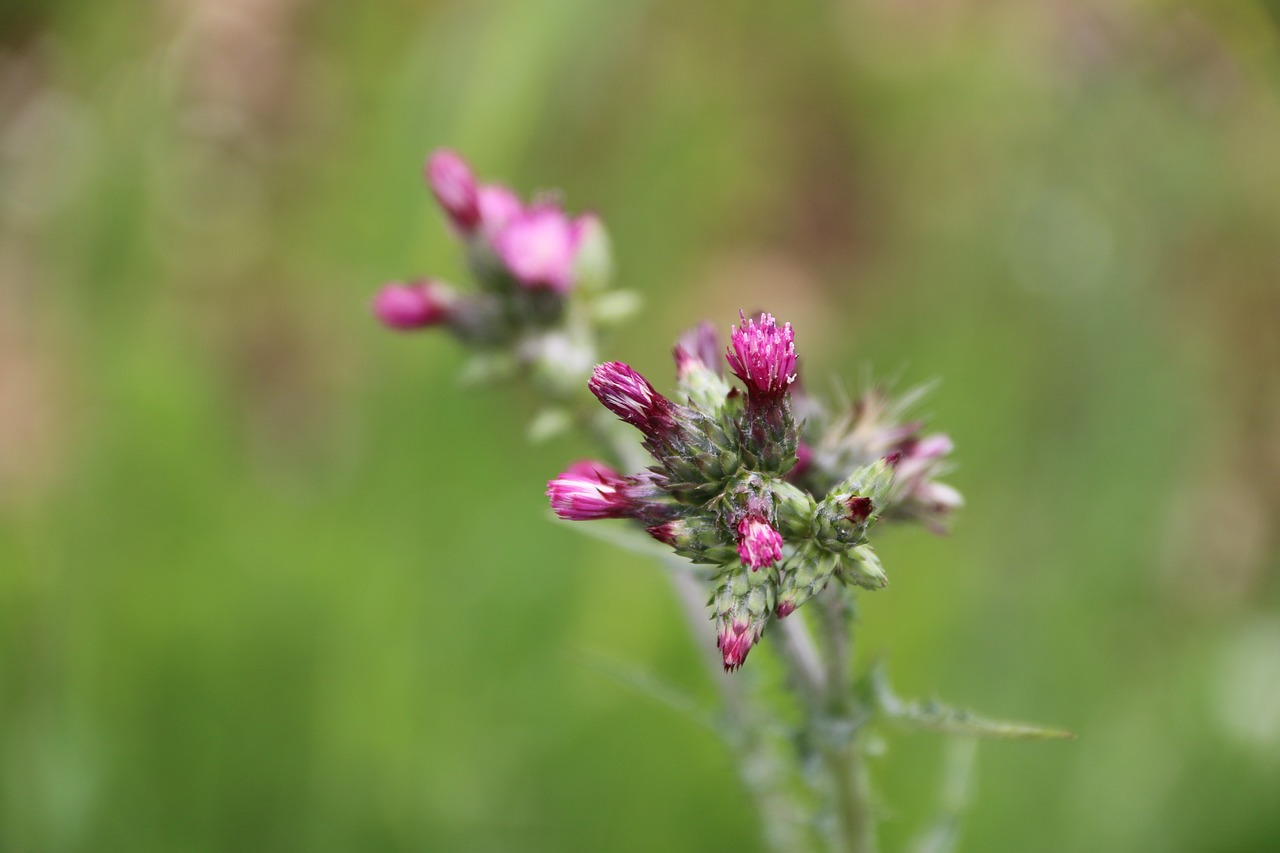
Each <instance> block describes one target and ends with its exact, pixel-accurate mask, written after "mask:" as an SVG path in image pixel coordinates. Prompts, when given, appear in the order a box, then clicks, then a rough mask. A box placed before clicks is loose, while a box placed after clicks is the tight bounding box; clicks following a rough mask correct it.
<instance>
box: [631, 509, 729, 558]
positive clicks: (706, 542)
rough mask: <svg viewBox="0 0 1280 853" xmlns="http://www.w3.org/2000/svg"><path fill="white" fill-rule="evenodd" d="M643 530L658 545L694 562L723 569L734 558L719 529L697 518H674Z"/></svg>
mask: <svg viewBox="0 0 1280 853" xmlns="http://www.w3.org/2000/svg"><path fill="white" fill-rule="evenodd" d="M645 530H646V532H648V533H649V535H652V537H653V538H654V539H657V540H658V542H660V543H663V544H666V546H671V547H672V548H673V549H675V551H676V553H678V555H680V556H681V557H686V558H689V560H691V561H694V562H700V564H709V565H716V566H726V565H730V564H732V562H733V561H735V560H736V558H737V553H736V551H735V549H733V546H732V544H730V543H727V542H724V538H723V535H722V534H721V532H719V528H718V526H717V525H716V523H714V521H713V520H710V519H705V517H701V516H696V515H695V516H687V517H676V519H671V520H669V521H663V523H662V524H655V525H652V526H649V528H645Z"/></svg>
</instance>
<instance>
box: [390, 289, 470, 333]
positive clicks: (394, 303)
mask: <svg viewBox="0 0 1280 853" xmlns="http://www.w3.org/2000/svg"><path fill="white" fill-rule="evenodd" d="M453 304H454V296H453V293H452V291H449V289H448V288H447V287H444V286H443V284H439V283H438V282H431V280H421V282H413V283H411V284H402V283H399V282H394V283H392V284H387V286H385V287H383V289H380V291H378V296H375V297H374V304H372V309H374V316H376V318H378V319H379V320H381V323H383V325H385V327H388V328H390V329H399V330H408V329H422V328H426V327H431V325H439V324H442V323H445V321H448V319H449V315H451V313H452V310H453Z"/></svg>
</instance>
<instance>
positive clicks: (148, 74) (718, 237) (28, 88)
mask: <svg viewBox="0 0 1280 853" xmlns="http://www.w3.org/2000/svg"><path fill="white" fill-rule="evenodd" d="M438 145H451V146H456V147H457V149H458V150H461V151H463V152H466V154H467V155H468V156H470V158H471V159H472V161H474V163H475V164H476V167H477V170H479V173H480V174H481V175H484V177H488V178H504V179H508V181H511V182H512V183H513V184H515V186H516V187H518V188H520V190H521V191H524V192H527V191H530V190H534V188H539V187H563V188H564V191H566V197H567V200H568V204H570V206H571V207H572V209H584V207H590V209H595V210H599V211H600V213H602V214H603V216H604V218H605V220H607V222H608V224H609V225H611V229H612V232H613V236H614V242H616V250H617V257H618V264H620V268H621V272H622V284H623V286H627V287H632V288H635V289H637V291H641V292H643V293H644V296H645V301H646V307H645V313H644V314H643V320H641V321H636V323H634V324H631V325H628V327H627V328H625V329H622V330H620V333H618V334H617V336H616V337H614V339H613V341H612V342H611V347H609V355H611V356H613V357H620V359H625V360H627V361H631V362H632V364H635V365H636V366H637V368H640V369H641V370H643V371H645V373H648V374H650V375H652V377H654V378H655V379H658V378H662V382H659V384H660V386H663V387H669V384H668V383H669V380H668V377H669V374H671V366H669V355H668V346H669V342H671V341H672V339H673V338H675V336H676V334H677V333H678V332H680V330H681V329H682V328H685V327H686V325H689V324H691V323H692V321H694V320H695V319H699V318H708V319H712V320H714V321H716V323H717V324H719V325H722V327H727V324H728V323H730V321H731V320H732V319H733V318H735V316H736V311H737V309H739V307H740V306H742V307H746V309H751V307H767V309H769V310H772V311H774V313H776V314H778V315H780V316H781V318H783V319H788V320H791V321H792V323H794V324H795V325H796V328H797V338H799V347H800V351H801V357H803V364H804V365H805V370H806V377H808V380H809V383H810V386H812V387H814V388H824V387H826V384H827V379H826V378H827V377H832V378H835V377H850V378H856V377H858V375H860V373H861V371H863V370H864V369H867V368H868V366H870V368H872V369H874V370H877V371H878V373H881V374H887V375H891V377H897V378H899V382H900V383H901V386H904V387H905V386H908V384H911V383H916V382H923V380H929V379H933V378H938V379H941V386H940V388H938V391H937V392H936V393H934V394H933V396H932V397H931V398H929V402H928V403H927V414H928V415H931V418H932V423H933V424H934V425H936V427H938V428H941V429H946V430H948V432H950V433H951V434H952V435H954V438H955V441H956V446H957V461H959V464H960V467H959V469H957V470H956V473H955V474H954V475H952V476H951V478H950V482H952V483H955V484H956V485H957V487H959V488H960V489H961V491H963V492H964V493H965V496H966V497H968V500H969V506H968V507H966V508H965V510H964V512H963V514H961V515H960V517H959V519H957V523H956V525H955V530H954V533H952V534H951V535H950V537H947V538H933V537H929V535H928V534H925V533H923V532H920V530H902V532H899V533H895V534H891V535H888V537H887V538H886V540H884V542H883V546H882V553H883V557H884V565H886V567H887V570H888V573H890V575H891V579H892V585H891V588H890V589H888V590H886V592H884V593H878V594H869V596H864V597H863V602H864V606H863V628H861V633H860V639H859V642H860V649H861V653H863V654H864V656H870V654H873V653H881V652H882V653H887V654H888V656H890V660H891V663H892V671H893V675H895V679H896V681H897V685H899V688H900V690H901V692H902V693H906V694H913V695H922V697H923V695H931V694H934V693H937V694H940V695H942V697H946V698H948V699H951V701H955V702H957V703H961V704H966V706H972V707H975V708H978V710H982V711H986V712H988V713H993V715H997V716H1006V717H1014V719H1029V720H1037V721H1043V722H1048V724H1059V725H1064V726H1068V727H1071V729H1074V730H1075V731H1078V734H1079V739H1078V740H1075V742H1073V743H1065V744H1061V743H1055V744H1020V743H1012V744H1005V743H1001V744H986V745H983V748H982V752H980V771H979V776H980V779H979V788H978V799H977V803H975V804H974V807H973V809H972V812H970V816H969V818H968V821H966V827H965V839H964V844H963V849H965V850H1051V852H1052V850H1274V849H1277V848H1280V807H1277V803H1280V611H1277V603H1280V583H1277V578H1276V569H1277V566H1280V562H1277V560H1280V537H1277V526H1276V521H1277V519H1280V201H1277V199H1280V4H1277V3H1275V1H1274V0H1270V1H1263V0H1257V1H1248V0H1240V1H1238V3H1216V1H1210V0H1204V1H1203V3H1175V1H1165V3H1161V1H1156V0H1149V1H1142V0H1044V1H1042V3H1027V1H1025V0H980V1H979V0H847V1H835V0H826V1H819V0H795V1H792V3H728V1H723V3H696V4H692V3H681V1H676V0H641V1H630V0H626V1H625V0H618V1H611V3H603V1H594V3H593V1H590V0H545V1H538V3H529V1H520V0H489V1H476V3H461V1H456V3H410V1H408V0H396V1H389V3H362V4H357V3H344V1H339V0H221V1H218V3H215V1H212V0H209V1H200V0H186V1H184V0H169V1H166V3H159V4H134V3H81V1H77V0H56V1H51V0H6V1H5V4H4V5H3V6H0V849H4V850H15V852H27V850H36V852H38V850H131V852H138V850H143V852H146V850H179V849H180V850H242V849H260V850H353V849H370V850H374V849H403V850H463V852H466V850H722V849H736V850H751V849H759V841H758V840H756V826H755V820H754V816H753V815H751V811H750V806H749V802H748V798H746V795H745V793H744V790H742V789H741V786H740V785H739V781H737V777H736V772H735V766H733V761H732V757H731V756H730V754H728V753H727V752H726V749H724V748H723V747H722V745H721V744H719V743H718V742H717V740H716V739H714V738H712V736H710V735H709V734H708V733H707V731H704V730H703V729H700V727H699V726H698V725H696V724H694V722H692V721H690V720H689V719H685V717H684V716H681V715H678V713H676V712H673V711H671V710H668V708H667V707H664V706H662V704H659V703H657V702H653V701H650V699H648V698H644V697H641V695H637V694H636V693H634V692H631V690H628V689H627V688H625V686H621V685H620V684H617V683H616V681H613V680H611V679H609V678H607V676H604V675H602V674H600V672H599V671H598V670H596V669H594V667H593V666H590V665H589V663H586V662H584V661H586V660H589V658H590V657H591V656H595V654H600V656H604V657H607V658H609V660H617V661H623V662H627V663H628V665H635V666H639V667H643V669H645V670H649V671H653V672H655V674H657V675H658V676H660V678H663V679H664V680H668V681H672V683H676V684H680V685H682V686H684V688H686V689H689V690H691V692H694V693H695V694H696V695H699V697H703V698H708V699H709V697H710V695H712V689H710V686H709V685H708V684H707V681H705V676H704V675H703V672H701V670H699V669H698V666H699V665H698V658H696V656H695V651H694V649H692V648H691V646H690V643H689V638H687V634H686V629H685V626H684V624H682V622H681V619H680V613H678V608H677V606H676V603H675V602H673V599H672V598H671V596H669V593H668V589H667V585H666V580H664V578H663V576H662V575H660V573H659V571H657V570H655V569H654V567H653V566H650V565H649V564H648V562H645V561H644V560H643V558H640V557H635V556H631V555H627V553H622V552H618V551H616V549H613V548H611V547H609V546H607V544H604V543H600V542H596V540H591V539H586V538H582V537H579V535H576V532H575V530H571V529H568V525H562V524H553V523H552V521H549V519H548V515H549V514H548V511H547V506H545V498H544V497H543V488H544V485H543V484H544V482H545V480H547V478H548V476H550V475H553V474H556V473H557V471H558V470H559V469H561V467H562V466H563V464H564V462H566V461H568V460H570V459H572V457H575V456H577V455H579V453H581V452H582V448H581V447H580V446H576V444H575V443H573V442H571V441H568V439H563V441H557V442H553V443H550V444H545V446H529V444H527V443H526V442H525V441H524V425H525V423H526V418H527V415H529V412H530V409H531V405H530V403H531V401H529V400H526V398H518V400H512V398H511V394H509V393H507V392H506V391H502V389H484V391H477V389H462V388H460V387H458V386H457V382H456V379H454V377H456V373H457V370H458V368H460V365H461V362H462V357H461V353H460V352H457V351H456V350H454V347H453V346H452V345H451V342H449V341H447V339H444V337H443V336H439V337H438V336H416V337H415V336H407V337H406V336H392V334H387V333H384V332H383V330H381V329H379V328H378V327H376V324H375V323H372V321H371V319H370V316H369V311H367V300H369V297H370V295H371V293H372V292H374V289H375V288H376V287H378V286H379V284H380V283H381V282H384V280H387V279H392V278H399V277H404V275H411V274H417V273H426V272H433V273H439V274H442V275H445V277H453V278H457V277H458V273H460V260H458V257H457V254H456V251H454V247H453V246H452V245H451V241H449V238H448V237H447V234H445V231H444V228H443V223H442V216H440V215H439V213H438V211H436V209H435V207H434V205H433V202H431V200H430V196H429V193H428V192H426V190H425V188H424V187H422V184H421V179H420V169H421V163H422V160H424V158H425V155H426V152H428V151H429V150H430V149H433V147H435V146H438ZM760 654H762V656H767V654H768V652H760ZM762 660H767V657H763V658H762ZM748 669H749V670H750V667H748ZM744 676H748V675H746V674H745V672H744ZM748 678H749V676H748ZM943 748H945V743H943V742H942V740H941V739H938V738H936V736H928V735H913V736H895V738H891V739H888V740H887V753H886V754H884V756H883V757H881V758H878V760H877V761H876V763H874V767H873V770H874V775H876V776H874V777H876V783H877V790H878V793H879V794H881V797H882V799H883V809H884V816H886V822H884V825H883V836H884V847H886V848H887V849H890V850H896V849H904V847H905V845H906V844H908V841H909V839H911V838H913V836H914V835H915V833H916V831H918V830H919V829H920V826H922V825H923V824H924V822H927V820H928V818H929V816H931V813H932V809H933V808H934V806H936V800H937V775H938V774H937V771H938V767H940V763H941V761H942V758H941V757H942V754H943V751H945V749H943Z"/></svg>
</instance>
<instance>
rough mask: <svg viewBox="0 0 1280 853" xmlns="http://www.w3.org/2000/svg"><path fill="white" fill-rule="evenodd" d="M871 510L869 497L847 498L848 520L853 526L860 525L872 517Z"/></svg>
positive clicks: (872, 509)
mask: <svg viewBox="0 0 1280 853" xmlns="http://www.w3.org/2000/svg"><path fill="white" fill-rule="evenodd" d="M873 508H874V507H873V506H872V500H870V498H869V497H861V496H854V497H851V498H849V520H850V521H852V523H854V524H861V523H863V521H865V520H867V519H869V517H872V510H873Z"/></svg>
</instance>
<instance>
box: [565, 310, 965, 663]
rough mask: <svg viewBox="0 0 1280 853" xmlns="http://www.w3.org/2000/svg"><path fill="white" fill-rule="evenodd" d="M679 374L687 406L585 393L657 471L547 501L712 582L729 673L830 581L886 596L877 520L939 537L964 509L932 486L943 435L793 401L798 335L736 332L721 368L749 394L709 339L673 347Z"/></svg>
mask: <svg viewBox="0 0 1280 853" xmlns="http://www.w3.org/2000/svg"><path fill="white" fill-rule="evenodd" d="M675 359H676V373H677V383H678V388H680V394H678V396H677V398H678V401H677V400H671V398H668V397H666V396H663V394H662V393H659V392H658V391H657V389H654V387H653V386H652V384H650V383H649V382H648V380H646V379H645V378H644V377H641V375H640V374H639V373H636V371H635V370H632V369H631V368H630V366H627V365H625V364H622V362H618V361H611V362H605V364H602V365H599V366H596V368H595V371H594V373H593V374H591V379H590V382H589V383H588V384H589V388H590V391H591V393H593V394H595V397H596V398H598V400H599V401H600V402H602V403H603V405H604V406H605V407H607V409H608V410H609V411H612V412H613V414H614V415H617V416H618V418H620V419H621V420H623V421H625V423H627V424H630V425H631V427H635V428H636V429H637V430H640V434H641V437H643V443H644V448H645V450H646V451H648V452H649V455H650V456H652V457H653V460H654V462H655V464H654V465H653V466H652V467H650V469H648V470H645V471H643V473H639V474H631V475H625V474H622V473H620V471H616V470H613V469H611V467H608V466H605V465H603V464H600V462H577V464H576V465H573V466H571V467H570V469H568V470H566V471H564V473H563V474H561V475H559V476H557V478H556V479H553V480H552V482H550V483H549V484H548V489H547V494H548V497H549V498H550V503H552V508H553V510H554V511H556V514H557V515H559V516H561V517H563V519H571V520H580V521H581V520H596V519H632V520H635V521H637V523H640V524H641V525H644V528H645V530H646V532H648V533H649V535H652V537H653V538H654V539H657V540H659V542H662V543H664V544H666V546H669V547H671V548H672V549H675V552H676V553H678V555H681V556H684V557H687V558H689V560H691V561H694V562H699V564H707V565H712V566H717V567H718V570H717V573H716V575H714V579H716V588H714V592H713V593H712V597H710V602H709V607H710V610H712V617H713V619H714V621H716V626H717V643H718V646H719V649H721V653H722V654H723V660H724V669H726V670H736V669H737V667H740V666H741V665H742V662H744V661H745V660H746V656H748V652H750V649H751V648H753V647H754V646H755V643H756V642H759V639H760V635H762V633H763V631H764V629H765V626H767V625H768V622H769V620H771V619H785V617H787V616H788V615H790V613H792V612H794V611H795V610H796V608H799V607H800V606H803V605H804V603H805V602H808V601H809V599H810V598H813V597H814V596H815V594H818V593H819V592H822V590H823V588H826V587H827V584H828V583H831V581H832V580H833V579H835V580H837V581H841V583H844V584H855V585H859V587H864V588H869V589H877V588H881V587H883V585H884V584H886V583H887V579H886V576H884V571H883V569H882V567H881V564H879V560H878V557H877V556H876V552H874V551H873V549H872V547H870V544H868V538H867V534H868V530H869V529H870V526H872V525H873V524H874V523H876V521H877V520H879V519H895V517H897V519H918V520H923V521H925V523H928V524H931V525H932V526H934V528H937V526H938V524H940V520H941V517H942V516H943V515H945V514H946V512H947V511H950V510H951V508H954V507H955V506H957V505H959V503H960V497H959V494H957V493H956V492H955V491H954V489H952V488H950V487H947V485H943V484H942V483H938V482H937V480H936V479H934V478H936V476H937V475H938V474H940V473H941V470H942V467H941V465H942V459H943V457H945V456H946V453H947V452H950V450H951V444H950V441H948V439H947V438H946V437H945V435H932V437H927V438H922V437H919V434H918V433H919V425H918V424H900V423H897V421H896V420H895V419H896V416H897V415H900V414H901V411H900V407H896V406H893V405H890V403H888V402H887V400H886V398H884V396H883V394H881V393H879V392H872V393H869V394H867V396H864V397H863V398H861V400H859V401H858V402H856V403H854V405H852V407H851V411H849V412H844V414H841V415H840V416H837V418H832V416H831V415H828V412H827V411H824V410H823V409H822V407H819V406H818V405H817V403H815V402H814V401H812V400H810V398H809V397H808V396H805V394H801V393H799V392H797V391H796V387H795V386H796V351H795V333H794V332H792V329H791V325H790V324H782V325H780V324H778V323H777V320H774V318H773V316H772V315H769V314H763V315H758V316H753V318H746V316H742V323H741V325H737V327H735V328H733V329H732V334H731V337H730V346H728V348H727V350H726V352H724V359H726V361H727V364H728V368H730V370H731V371H732V374H733V375H735V377H736V378H737V379H739V380H740V382H741V384H742V388H741V389H739V388H736V387H733V386H732V384H731V382H730V380H728V378H727V377H726V375H724V373H723V371H722V368H721V361H719V345H718V342H717V336H716V332H714V329H713V328H712V327H709V325H707V324H703V325H700V327H698V328H695V329H692V330H691V332H689V333H686V334H685V336H684V337H682V338H681V339H680V342H678V343H677V346H676V348H675ZM744 392H745V393H744ZM797 410H799V411H800V414H801V415H803V419H804V424H803V425H801V424H799V423H797V415H796V412H797ZM801 433H803V435H801ZM801 439H803V441H801Z"/></svg>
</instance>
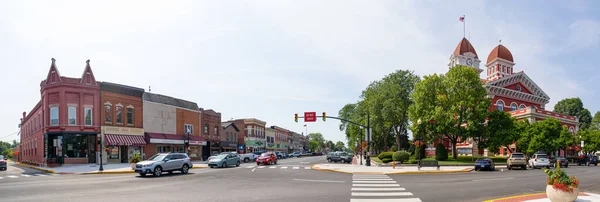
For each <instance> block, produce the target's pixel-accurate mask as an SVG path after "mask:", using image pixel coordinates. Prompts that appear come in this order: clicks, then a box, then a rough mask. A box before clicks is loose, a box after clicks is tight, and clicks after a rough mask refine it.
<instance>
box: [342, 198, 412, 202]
mask: <svg viewBox="0 0 600 202" xmlns="http://www.w3.org/2000/svg"><path fill="white" fill-rule="evenodd" d="M350 202H421V199H419V198H398V199H350Z"/></svg>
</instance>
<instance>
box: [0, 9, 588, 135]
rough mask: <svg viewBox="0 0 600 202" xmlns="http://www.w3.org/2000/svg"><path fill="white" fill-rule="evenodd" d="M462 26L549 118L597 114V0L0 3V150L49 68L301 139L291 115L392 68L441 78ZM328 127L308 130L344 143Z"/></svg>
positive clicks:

* [Aim of the task]: Copy out each line of the data above that contains the word "tight".

* [Response area]:
Each <instance> block describes one target and ends with its exact, pixel-accurate mask, written after "mask:" as an SVG path in image pixel coordinates. Prompts, when given, appear in the order a box, then clicks, then a rough mask. A box placed before clicks is loose, while a box placed after clicks is the tight bounding box; clicks following a rough mask correct it.
For each <instance> block, produce the target's pixel-accurate mask as an SVG path after "mask:", using image pixel coordinates. Prompts that appear come in this order: clicks, then a box, then a rough mask. A box before clicks is loose, a box after clicks is tight, and clicks after a rough mask refine it.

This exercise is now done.